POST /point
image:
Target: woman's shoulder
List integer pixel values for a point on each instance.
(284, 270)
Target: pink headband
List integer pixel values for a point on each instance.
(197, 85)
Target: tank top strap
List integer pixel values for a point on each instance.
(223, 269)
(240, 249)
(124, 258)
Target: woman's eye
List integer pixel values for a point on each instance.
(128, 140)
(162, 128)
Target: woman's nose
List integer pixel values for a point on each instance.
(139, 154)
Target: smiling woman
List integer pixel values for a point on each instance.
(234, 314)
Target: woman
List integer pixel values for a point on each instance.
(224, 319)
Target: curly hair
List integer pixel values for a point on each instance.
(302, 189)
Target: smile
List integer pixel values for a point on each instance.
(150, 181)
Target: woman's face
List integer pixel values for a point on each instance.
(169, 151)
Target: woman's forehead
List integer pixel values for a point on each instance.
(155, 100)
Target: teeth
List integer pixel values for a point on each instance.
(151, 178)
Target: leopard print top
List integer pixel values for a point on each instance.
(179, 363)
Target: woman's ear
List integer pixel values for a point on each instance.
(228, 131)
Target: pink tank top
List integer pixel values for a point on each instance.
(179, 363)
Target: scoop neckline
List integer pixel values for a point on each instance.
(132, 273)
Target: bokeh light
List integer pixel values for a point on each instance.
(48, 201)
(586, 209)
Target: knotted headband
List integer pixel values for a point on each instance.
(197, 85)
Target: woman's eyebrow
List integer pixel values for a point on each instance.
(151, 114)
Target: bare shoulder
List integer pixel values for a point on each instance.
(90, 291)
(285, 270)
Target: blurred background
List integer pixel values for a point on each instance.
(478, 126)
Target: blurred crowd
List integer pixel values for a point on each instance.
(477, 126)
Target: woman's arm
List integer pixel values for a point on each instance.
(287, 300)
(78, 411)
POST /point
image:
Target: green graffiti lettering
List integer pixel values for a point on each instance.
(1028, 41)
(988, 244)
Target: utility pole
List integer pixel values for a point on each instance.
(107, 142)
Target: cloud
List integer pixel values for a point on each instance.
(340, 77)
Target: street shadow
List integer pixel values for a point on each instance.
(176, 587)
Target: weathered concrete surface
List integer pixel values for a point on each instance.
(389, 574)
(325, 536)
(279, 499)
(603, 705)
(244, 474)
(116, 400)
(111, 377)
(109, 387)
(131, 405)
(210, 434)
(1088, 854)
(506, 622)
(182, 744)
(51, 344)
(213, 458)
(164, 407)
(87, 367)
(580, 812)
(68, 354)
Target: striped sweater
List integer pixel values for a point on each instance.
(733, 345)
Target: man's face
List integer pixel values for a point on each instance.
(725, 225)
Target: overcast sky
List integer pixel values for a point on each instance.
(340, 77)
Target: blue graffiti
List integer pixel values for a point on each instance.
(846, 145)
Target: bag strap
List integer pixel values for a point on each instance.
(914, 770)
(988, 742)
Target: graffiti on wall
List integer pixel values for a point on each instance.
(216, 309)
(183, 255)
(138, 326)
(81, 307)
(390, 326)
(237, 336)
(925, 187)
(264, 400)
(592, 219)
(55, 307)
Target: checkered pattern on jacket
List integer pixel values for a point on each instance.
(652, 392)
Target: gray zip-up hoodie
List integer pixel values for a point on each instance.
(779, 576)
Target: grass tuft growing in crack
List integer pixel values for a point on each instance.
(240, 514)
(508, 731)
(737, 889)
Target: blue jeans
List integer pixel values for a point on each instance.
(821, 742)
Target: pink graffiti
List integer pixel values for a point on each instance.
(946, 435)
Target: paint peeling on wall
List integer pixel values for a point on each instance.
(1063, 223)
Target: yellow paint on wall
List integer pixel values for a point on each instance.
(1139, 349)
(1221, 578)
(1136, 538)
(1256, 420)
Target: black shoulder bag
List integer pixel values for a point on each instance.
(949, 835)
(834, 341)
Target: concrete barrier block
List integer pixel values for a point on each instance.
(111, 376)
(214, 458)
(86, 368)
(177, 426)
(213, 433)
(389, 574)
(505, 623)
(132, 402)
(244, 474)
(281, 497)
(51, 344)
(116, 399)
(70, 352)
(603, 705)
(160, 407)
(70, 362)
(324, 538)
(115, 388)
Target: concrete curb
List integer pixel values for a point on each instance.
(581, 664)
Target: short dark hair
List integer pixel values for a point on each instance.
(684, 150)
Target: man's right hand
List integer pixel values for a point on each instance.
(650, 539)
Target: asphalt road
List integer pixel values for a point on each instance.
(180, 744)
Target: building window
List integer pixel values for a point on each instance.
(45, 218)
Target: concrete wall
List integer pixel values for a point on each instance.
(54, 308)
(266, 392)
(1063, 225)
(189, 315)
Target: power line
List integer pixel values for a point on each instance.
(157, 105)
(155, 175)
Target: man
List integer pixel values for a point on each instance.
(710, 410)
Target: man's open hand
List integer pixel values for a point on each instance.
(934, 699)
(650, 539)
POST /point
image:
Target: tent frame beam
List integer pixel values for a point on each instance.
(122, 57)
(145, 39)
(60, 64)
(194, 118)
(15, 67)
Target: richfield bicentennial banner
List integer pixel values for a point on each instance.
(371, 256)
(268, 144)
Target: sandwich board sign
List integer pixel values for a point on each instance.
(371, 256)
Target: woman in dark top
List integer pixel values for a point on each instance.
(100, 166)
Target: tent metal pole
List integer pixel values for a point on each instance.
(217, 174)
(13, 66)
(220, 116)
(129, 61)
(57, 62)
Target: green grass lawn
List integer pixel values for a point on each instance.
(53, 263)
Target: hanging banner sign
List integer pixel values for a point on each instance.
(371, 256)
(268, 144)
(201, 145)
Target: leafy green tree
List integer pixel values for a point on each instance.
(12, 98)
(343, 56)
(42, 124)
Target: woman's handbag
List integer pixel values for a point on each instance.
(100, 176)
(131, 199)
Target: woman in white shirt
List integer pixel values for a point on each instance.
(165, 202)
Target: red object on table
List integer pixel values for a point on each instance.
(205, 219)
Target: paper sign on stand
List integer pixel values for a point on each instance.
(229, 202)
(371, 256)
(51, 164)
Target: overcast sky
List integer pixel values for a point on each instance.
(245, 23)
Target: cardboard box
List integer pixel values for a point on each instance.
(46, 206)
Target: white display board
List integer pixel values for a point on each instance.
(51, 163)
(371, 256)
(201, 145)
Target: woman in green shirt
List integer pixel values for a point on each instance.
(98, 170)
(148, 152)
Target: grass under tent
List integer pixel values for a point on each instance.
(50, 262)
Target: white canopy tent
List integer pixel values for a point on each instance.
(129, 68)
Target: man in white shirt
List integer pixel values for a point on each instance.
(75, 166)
***
What to produce: State how many lines in the listing above contain the word "green", giving only the number.

Result for this exercise: 4